(Exercise requirements)
1. List every study citation in the dementia article that is given as an author name followed by "et al." and a year.
2. In the dementia article, repeat word for word the part from "26 May 2012." to "for the finding.".

(Reading passage)
26 May 2012. Dementia is thought of as a scourge of the developed world, with its aging population, but it actually may occur at an even higher rate in developing countries, or so, at least, report researchers led by Martin Prince at King’s College London, U.K., in the May 23 Lancet. A shift in these countries’ populations toward aging, combined with low education and undercounting, is blamed for the finding.
The authors are part of the 10/66 Dementia Research Group, which conducts aging studies in 20 low- or middle-income countries in Latin America, Asia, and the Caribbean. The group’s name refers to the fact that two-thirds of dementia cases occur in the developing world, but only 10 percent of the research is done there. Previously, the group reported that the prevalence of dementia in elderly people in seven middle-income countries approached Europe’s dementia numbers (see ARF related news story). The new study now adds incidence data from the same populations, reporting higher rates than those seen in Europe. The findings imply that dementia may be an even bigger problem worldwide than researchers have thought. Intriguingly, the authors also find that socioeconomic factors such as a good education and literacy lower dementia risk in middle-income countries just as they do in high-income countries. This supports the idea that cognitive reserve protects the brain in diverse cultures.
In contrast to the new data, several earlier, smaller studies reported lower prevalence and incidence of dementia in less developed countries than in the U.S. and Europe (see, e.g., ARF related news story; Hendrie et al., 2001; Chandra et al., 2001; Li et al., 1991). The 10/66 group contends, however, that the commonly used diagnostic criteria from the Diagnostic and Statistical Manual of Mental Disorders IV (DSM-IV) are too restrictive to recognize all dementia cases, particularly in rural sites. DSM-IV dementia cases must meet four qualifying criteria, including a decline in social or occupational functioning, which in some cultures is masked by high levels of social support provided to the elderly, or less demands placed upon them. The 10/66 group developed its own diagnostic algorithm, which relies on cognitive test scores and informant reports as well as clinical interviews and neurological examinations. The 10/66 algorithm detects dementia with 94 percent sensitivity (see Prince et al., 2003), and has been validated cross-culturally and prospectively (see Jotheeswaran et al., 2010 and Prince et al., 2008), the authors claim.

Referring expression pointing data
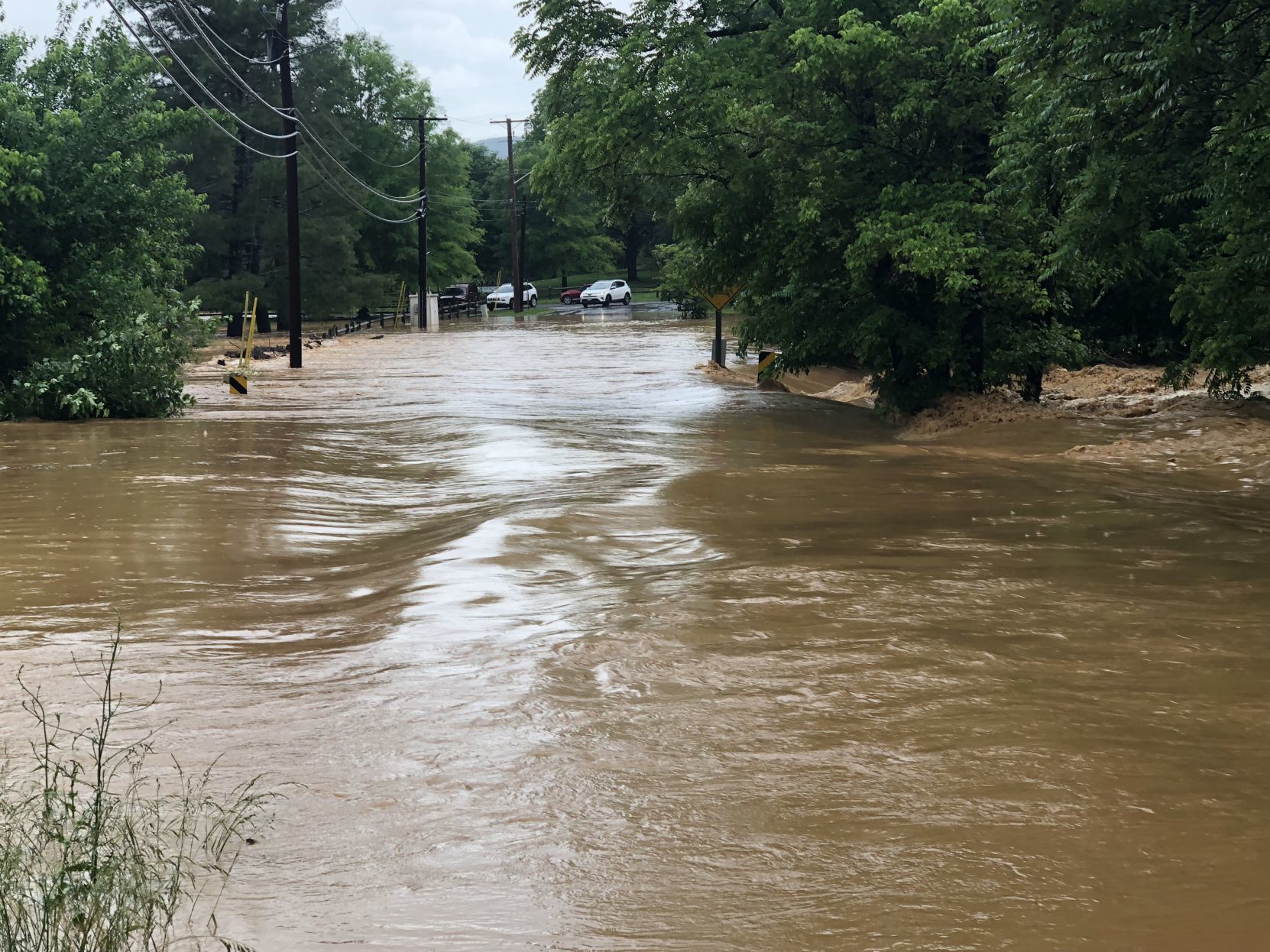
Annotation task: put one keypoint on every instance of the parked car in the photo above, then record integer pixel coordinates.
(606, 292)
(502, 297)
(458, 296)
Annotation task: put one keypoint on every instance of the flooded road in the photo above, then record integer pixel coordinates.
(573, 649)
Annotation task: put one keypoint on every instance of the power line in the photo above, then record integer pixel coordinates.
(324, 174)
(180, 89)
(193, 17)
(387, 165)
(192, 74)
(234, 76)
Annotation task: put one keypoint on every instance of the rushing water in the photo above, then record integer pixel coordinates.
(573, 649)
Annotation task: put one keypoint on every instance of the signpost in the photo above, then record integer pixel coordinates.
(719, 300)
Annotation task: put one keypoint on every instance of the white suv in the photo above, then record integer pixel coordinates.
(606, 292)
(503, 296)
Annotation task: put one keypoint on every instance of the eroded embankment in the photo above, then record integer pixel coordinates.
(1129, 416)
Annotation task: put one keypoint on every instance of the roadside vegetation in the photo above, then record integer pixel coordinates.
(951, 195)
(99, 852)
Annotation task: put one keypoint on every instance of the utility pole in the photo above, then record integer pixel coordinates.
(423, 209)
(525, 219)
(517, 290)
(289, 128)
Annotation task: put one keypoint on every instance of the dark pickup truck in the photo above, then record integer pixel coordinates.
(458, 299)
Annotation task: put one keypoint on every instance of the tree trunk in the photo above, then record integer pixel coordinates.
(631, 241)
(1030, 390)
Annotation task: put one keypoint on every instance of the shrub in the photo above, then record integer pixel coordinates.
(131, 367)
(99, 856)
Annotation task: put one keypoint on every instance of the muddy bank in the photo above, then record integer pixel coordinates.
(1101, 414)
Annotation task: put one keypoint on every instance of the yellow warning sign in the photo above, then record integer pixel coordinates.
(721, 299)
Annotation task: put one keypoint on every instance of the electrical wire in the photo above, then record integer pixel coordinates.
(234, 76)
(193, 102)
(324, 174)
(193, 15)
(352, 145)
(193, 75)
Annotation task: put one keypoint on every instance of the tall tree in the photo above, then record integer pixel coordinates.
(94, 232)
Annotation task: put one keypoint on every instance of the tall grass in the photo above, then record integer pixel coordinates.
(101, 853)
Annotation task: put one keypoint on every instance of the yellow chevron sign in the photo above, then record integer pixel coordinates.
(721, 299)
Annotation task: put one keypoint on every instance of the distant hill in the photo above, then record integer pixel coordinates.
(497, 145)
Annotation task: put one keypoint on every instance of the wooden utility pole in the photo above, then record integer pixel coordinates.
(423, 209)
(525, 224)
(289, 130)
(517, 290)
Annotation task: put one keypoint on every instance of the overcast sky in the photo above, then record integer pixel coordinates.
(464, 48)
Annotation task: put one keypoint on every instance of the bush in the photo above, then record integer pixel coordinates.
(132, 367)
(96, 856)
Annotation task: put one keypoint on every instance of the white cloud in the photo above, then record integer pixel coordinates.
(464, 50)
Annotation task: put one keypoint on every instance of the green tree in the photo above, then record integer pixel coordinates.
(1138, 138)
(356, 245)
(94, 232)
(836, 161)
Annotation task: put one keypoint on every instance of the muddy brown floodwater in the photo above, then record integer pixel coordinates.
(575, 649)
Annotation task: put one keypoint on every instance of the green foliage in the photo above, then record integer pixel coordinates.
(348, 92)
(836, 163)
(1137, 138)
(94, 232)
(124, 368)
(97, 852)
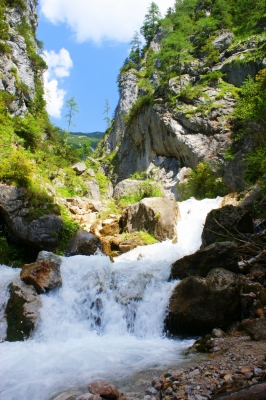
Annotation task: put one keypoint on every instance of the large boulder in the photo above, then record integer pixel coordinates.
(39, 232)
(44, 274)
(83, 243)
(198, 305)
(156, 215)
(22, 311)
(225, 223)
(217, 255)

(Exercise solutions)
1.
Hendrie et al., 2001
Chandra et al., 2001
Li et al., 1991
Prince et al., 2003
Jotheeswaran et al., 2010
Prince et al., 2008

2.
26 May 2012. Dementia is thought of as a scourge of the developed world, with its aging population, but it actually may occur at an even higher rate in developing countries, or so, at least, report researchers led by Martin Prince at King’s College London, U.K., in the May 23 Lancet. A shift in these countries’ populations toward aging, combined with low education and undercounting, is blamed for the finding.